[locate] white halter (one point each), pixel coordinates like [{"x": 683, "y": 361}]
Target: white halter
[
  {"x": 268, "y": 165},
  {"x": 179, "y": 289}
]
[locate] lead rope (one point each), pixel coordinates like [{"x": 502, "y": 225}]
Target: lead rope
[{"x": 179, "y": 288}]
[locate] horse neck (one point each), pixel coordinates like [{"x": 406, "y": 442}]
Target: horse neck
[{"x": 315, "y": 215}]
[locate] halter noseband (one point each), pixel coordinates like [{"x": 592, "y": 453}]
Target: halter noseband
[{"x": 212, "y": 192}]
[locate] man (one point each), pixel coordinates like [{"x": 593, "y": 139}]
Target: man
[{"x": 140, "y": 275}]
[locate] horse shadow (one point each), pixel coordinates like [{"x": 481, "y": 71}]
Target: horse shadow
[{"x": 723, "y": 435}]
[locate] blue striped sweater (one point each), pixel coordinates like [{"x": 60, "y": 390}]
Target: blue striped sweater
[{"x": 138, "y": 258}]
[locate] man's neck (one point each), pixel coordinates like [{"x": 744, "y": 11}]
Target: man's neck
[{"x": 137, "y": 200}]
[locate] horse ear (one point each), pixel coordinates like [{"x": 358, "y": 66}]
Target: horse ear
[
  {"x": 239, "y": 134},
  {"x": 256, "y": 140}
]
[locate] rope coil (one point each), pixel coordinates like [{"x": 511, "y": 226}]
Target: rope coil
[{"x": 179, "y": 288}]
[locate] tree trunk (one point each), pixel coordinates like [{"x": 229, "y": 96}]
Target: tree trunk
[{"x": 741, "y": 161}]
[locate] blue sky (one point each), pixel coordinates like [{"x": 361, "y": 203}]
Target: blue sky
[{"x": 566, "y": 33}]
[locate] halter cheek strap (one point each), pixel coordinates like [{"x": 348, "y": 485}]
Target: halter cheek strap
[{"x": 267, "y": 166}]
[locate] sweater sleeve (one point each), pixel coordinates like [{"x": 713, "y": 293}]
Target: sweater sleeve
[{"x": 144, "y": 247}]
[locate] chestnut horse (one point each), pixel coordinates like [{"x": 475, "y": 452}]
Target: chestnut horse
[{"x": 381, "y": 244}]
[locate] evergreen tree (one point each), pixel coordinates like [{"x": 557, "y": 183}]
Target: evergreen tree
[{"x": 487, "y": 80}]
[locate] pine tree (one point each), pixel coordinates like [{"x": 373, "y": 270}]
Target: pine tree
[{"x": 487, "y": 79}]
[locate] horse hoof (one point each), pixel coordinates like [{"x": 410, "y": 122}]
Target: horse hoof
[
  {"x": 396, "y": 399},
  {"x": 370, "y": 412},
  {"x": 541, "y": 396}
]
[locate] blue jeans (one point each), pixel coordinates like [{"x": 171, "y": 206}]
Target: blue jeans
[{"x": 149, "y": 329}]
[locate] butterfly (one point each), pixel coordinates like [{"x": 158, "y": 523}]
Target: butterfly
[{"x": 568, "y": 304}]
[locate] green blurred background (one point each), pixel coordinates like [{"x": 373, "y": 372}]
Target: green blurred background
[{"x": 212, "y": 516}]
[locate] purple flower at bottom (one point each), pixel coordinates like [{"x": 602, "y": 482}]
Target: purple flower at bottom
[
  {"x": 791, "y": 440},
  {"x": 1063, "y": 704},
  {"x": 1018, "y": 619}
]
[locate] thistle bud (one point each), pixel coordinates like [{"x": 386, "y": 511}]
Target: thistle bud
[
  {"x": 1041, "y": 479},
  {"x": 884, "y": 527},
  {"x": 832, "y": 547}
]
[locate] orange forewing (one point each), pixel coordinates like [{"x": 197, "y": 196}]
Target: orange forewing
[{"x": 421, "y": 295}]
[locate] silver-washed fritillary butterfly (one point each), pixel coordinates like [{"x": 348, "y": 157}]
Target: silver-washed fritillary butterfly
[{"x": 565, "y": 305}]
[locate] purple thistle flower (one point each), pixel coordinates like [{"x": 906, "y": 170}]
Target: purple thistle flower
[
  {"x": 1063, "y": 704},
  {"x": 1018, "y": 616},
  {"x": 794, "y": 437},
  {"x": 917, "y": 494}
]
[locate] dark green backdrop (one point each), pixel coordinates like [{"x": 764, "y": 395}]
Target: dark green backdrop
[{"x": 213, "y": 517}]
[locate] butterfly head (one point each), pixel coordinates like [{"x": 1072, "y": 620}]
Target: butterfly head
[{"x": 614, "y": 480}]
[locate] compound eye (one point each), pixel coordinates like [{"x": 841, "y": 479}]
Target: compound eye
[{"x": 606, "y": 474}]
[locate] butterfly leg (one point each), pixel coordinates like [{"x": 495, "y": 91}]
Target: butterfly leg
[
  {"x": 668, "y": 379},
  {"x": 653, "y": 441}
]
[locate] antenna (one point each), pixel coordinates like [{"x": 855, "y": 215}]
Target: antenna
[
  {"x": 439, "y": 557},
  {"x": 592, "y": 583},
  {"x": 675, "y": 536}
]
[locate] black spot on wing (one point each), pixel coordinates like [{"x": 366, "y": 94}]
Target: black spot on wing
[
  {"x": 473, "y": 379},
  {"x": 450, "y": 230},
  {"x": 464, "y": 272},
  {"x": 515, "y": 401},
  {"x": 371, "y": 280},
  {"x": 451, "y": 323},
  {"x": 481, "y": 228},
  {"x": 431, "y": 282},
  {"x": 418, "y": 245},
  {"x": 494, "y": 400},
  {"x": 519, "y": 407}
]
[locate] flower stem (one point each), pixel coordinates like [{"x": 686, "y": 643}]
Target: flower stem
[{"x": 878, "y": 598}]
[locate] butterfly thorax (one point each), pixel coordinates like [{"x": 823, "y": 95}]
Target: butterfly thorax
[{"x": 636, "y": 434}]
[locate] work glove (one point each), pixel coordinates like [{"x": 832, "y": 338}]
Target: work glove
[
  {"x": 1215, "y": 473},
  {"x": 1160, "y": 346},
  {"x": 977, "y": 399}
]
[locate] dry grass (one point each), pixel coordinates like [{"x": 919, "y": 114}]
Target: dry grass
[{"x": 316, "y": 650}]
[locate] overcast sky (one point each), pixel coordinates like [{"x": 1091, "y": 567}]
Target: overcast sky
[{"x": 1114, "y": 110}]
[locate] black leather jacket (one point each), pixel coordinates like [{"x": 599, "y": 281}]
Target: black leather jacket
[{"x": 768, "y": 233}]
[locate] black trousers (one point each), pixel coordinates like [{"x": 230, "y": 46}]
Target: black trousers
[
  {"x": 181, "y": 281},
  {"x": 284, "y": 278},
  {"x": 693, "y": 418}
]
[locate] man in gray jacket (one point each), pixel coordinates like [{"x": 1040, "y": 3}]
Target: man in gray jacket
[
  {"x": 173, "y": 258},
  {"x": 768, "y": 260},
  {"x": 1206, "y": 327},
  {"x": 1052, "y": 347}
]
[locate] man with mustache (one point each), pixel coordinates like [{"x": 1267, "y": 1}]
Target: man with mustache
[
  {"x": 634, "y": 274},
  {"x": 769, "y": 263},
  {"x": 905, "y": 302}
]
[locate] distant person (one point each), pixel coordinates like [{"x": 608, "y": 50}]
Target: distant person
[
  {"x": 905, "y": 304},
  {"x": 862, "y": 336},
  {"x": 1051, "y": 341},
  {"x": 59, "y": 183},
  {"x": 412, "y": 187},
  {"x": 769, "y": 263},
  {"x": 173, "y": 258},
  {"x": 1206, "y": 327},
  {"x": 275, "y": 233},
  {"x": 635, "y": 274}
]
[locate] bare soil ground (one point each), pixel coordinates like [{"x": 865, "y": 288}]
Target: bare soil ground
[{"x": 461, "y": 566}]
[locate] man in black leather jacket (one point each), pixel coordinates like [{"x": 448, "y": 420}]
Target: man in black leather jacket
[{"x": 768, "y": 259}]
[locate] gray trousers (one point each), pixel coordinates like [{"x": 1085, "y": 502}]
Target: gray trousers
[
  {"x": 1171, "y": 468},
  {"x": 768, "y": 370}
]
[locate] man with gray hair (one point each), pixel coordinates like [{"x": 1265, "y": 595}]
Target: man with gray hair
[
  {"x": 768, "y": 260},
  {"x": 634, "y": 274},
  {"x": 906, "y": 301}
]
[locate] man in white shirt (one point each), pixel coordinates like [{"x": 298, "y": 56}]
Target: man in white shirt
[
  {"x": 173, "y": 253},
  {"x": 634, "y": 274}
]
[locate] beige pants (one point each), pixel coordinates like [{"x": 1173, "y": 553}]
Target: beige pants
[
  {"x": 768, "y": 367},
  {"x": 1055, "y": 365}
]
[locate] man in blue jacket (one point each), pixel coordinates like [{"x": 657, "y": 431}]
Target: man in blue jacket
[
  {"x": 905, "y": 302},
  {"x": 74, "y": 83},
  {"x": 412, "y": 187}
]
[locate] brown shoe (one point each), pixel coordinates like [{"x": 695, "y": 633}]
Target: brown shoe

◇ ◇ ◇ ◇

→ **Exercise aim**:
Your task is to write out the lines from the one with "[locate] distant person" through the end of the records, exactly and with nothing added.

→ **Solved exercise**:
[locate] distant person (one point each), pixel coordinates like [{"x": 608, "y": 50}]
Target: distant person
[
  {"x": 905, "y": 304},
  {"x": 862, "y": 336},
  {"x": 1051, "y": 341},
  {"x": 59, "y": 183},
  {"x": 412, "y": 187},
  {"x": 769, "y": 263},
  {"x": 173, "y": 258},
  {"x": 1206, "y": 327},
  {"x": 275, "y": 233},
  {"x": 635, "y": 274}
]
[locate] bare soil ground (one point each), pixel coordinates like [{"x": 865, "y": 288}]
Target: bare soil ground
[{"x": 461, "y": 566}]
[locate] man in black leather jacket (one point each), pixel coordinates like [{"x": 448, "y": 420}]
Target: man in black leather jacket
[{"x": 768, "y": 259}]
[locate] gray trousers (one point each), pixel coordinates like [{"x": 1085, "y": 502}]
Target: gray trousers
[
  {"x": 1171, "y": 468},
  {"x": 768, "y": 370}
]
[locate] man with gray hair (one point each), pixel coordinates like [{"x": 1265, "y": 595}]
Target: man with gray hair
[
  {"x": 768, "y": 260},
  {"x": 634, "y": 274},
  {"x": 906, "y": 301}
]
[locate] man in white shirt (one point each), pixel coordinates like [{"x": 298, "y": 56}]
Target: man in white shirt
[
  {"x": 173, "y": 253},
  {"x": 634, "y": 274}
]
[locate] beige pants (one point each), pixel coordinates like [{"x": 1173, "y": 553}]
Target: beige pants
[
  {"x": 768, "y": 367},
  {"x": 1055, "y": 365}
]
[locate] man in blue jacket (one point each), pixel coordinates like [{"x": 657, "y": 431}]
Target: man in blue jacket
[
  {"x": 905, "y": 302},
  {"x": 74, "y": 83},
  {"x": 412, "y": 187}
]
[locate] brown shoe (one point each), pixel coordinates like [{"x": 695, "y": 633}]
Target: brown shoe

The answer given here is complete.